Starting with the line that contains "Annotate the stone breakwater", reproduce each line through the end of the listing below, with no other output.

____________

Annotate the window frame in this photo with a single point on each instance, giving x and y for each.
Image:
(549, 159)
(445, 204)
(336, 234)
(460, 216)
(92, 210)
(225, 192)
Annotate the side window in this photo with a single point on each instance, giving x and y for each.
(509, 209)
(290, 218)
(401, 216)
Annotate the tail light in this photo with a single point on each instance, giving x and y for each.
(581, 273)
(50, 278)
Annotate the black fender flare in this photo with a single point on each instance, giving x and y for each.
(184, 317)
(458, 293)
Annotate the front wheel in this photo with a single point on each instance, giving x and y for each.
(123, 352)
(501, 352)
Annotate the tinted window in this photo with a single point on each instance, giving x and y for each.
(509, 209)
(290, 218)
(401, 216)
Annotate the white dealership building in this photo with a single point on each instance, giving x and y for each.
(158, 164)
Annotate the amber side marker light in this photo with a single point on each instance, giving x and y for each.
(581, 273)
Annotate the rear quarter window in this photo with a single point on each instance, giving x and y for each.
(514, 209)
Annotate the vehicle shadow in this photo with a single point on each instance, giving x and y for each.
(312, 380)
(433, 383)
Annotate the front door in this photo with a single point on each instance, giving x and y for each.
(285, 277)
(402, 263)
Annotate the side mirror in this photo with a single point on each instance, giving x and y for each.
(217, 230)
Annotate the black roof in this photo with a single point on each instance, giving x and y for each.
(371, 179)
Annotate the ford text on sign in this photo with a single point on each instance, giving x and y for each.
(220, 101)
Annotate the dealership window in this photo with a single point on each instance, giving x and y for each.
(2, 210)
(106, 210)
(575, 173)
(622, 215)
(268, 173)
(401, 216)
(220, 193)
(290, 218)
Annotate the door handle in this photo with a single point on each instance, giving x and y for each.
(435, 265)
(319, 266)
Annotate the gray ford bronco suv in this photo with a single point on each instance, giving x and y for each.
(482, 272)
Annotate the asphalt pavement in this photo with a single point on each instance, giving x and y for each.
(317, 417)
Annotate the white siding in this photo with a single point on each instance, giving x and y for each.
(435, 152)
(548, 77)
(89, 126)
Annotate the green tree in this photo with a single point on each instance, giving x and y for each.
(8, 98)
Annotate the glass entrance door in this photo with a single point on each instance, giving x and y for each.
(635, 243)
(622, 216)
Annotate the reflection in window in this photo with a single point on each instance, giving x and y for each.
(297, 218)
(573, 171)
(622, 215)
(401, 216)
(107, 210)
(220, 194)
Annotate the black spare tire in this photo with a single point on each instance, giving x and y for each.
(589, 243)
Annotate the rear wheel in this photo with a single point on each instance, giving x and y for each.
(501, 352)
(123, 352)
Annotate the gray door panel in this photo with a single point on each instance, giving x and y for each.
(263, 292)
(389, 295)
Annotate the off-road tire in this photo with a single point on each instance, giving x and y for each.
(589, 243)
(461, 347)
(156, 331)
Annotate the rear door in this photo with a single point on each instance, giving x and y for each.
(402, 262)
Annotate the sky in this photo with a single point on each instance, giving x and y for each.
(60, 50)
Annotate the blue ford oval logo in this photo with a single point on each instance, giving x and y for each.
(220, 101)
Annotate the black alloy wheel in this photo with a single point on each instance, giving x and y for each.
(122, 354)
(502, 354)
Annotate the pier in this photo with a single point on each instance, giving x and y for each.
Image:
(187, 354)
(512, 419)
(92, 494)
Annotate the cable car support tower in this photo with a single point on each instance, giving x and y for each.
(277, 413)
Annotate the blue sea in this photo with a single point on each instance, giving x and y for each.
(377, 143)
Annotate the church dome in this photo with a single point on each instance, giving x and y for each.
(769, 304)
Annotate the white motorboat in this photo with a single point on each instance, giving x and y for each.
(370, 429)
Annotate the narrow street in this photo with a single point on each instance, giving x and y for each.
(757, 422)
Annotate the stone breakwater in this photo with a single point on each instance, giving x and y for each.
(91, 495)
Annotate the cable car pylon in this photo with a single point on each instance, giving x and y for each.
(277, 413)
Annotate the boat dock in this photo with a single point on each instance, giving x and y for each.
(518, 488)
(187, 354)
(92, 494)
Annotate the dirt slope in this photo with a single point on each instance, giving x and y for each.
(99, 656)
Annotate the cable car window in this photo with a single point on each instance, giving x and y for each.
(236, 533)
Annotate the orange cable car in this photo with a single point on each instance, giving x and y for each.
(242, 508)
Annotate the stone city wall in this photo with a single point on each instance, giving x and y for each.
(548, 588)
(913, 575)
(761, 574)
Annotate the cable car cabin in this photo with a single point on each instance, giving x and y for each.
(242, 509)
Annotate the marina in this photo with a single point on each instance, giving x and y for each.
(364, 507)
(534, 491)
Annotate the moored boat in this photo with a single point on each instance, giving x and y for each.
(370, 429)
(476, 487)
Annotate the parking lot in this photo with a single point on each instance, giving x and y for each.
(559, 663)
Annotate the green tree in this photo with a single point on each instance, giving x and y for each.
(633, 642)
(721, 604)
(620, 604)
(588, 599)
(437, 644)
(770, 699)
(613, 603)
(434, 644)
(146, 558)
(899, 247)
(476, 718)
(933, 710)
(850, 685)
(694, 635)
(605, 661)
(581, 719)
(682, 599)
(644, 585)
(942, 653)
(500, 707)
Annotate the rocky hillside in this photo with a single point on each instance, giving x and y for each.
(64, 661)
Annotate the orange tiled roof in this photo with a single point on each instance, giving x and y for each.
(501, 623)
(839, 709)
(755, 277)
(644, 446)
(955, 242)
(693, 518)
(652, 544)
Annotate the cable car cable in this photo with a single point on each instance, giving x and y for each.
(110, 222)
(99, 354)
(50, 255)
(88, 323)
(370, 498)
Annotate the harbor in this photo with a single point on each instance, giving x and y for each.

____________

Written response »
Annotate the stone breakwater in this photo with a single point on each instance, giving x and y for each.
(91, 495)
Annotate the cable car pylon in this photo with a single point on each instance, giving x and y for each.
(277, 413)
Annotate the boat dock in this photo with a single point on each instance, giving x and y for each.
(518, 488)
(187, 354)
(92, 494)
Annotate the dirt slope in this photo with a single point on each instance, giving x and y for each.
(99, 656)
Annotate the cable car window in this photo with a single point on each instance, giving x and y for each.
(236, 533)
Annotate the orange cable car in this photo with a single point on each instance, giving x and y for each.
(242, 508)
Annotate the stone city wall in this photo with a single point on each instance, giving x and y for each.
(548, 588)
(913, 575)
(761, 574)
Annotate the cable car cabin in this photo with a single point on each instance, giving x and y for each.
(242, 509)
Annotate the marina in this photo with a single point on each instance, giving x and y for each.
(364, 507)
(534, 491)
Annotate the moored boat in this photo with a single point on each instance, giving x and y for each.
(370, 429)
(476, 487)
Annotate the parking lot in this photo with a single point on each instance, giving x and y for each.
(559, 663)
Annotate the green tree in this photo with a single point on each instance, giving x and y for each.
(633, 642)
(721, 604)
(620, 604)
(588, 599)
(437, 644)
(770, 699)
(613, 603)
(434, 644)
(146, 558)
(899, 247)
(476, 718)
(933, 710)
(850, 685)
(694, 635)
(605, 661)
(581, 719)
(682, 599)
(644, 585)
(942, 653)
(500, 707)
Annotate the rocky hillside in this photo with a single point on each instance, giving x and y for each.
(64, 661)
Annotate the orange tiled roof in this photo with a single point on each instance, giving x and y for each.
(501, 623)
(839, 709)
(755, 277)
(644, 446)
(955, 242)
(693, 518)
(652, 544)
Annotate the cable car cable in this photo with a single point on each instance, giving x and y for each.
(110, 222)
(99, 354)
(50, 255)
(88, 323)
(370, 498)
Annotate the harbor in this photo with a single point on each instance, giving x and y for each.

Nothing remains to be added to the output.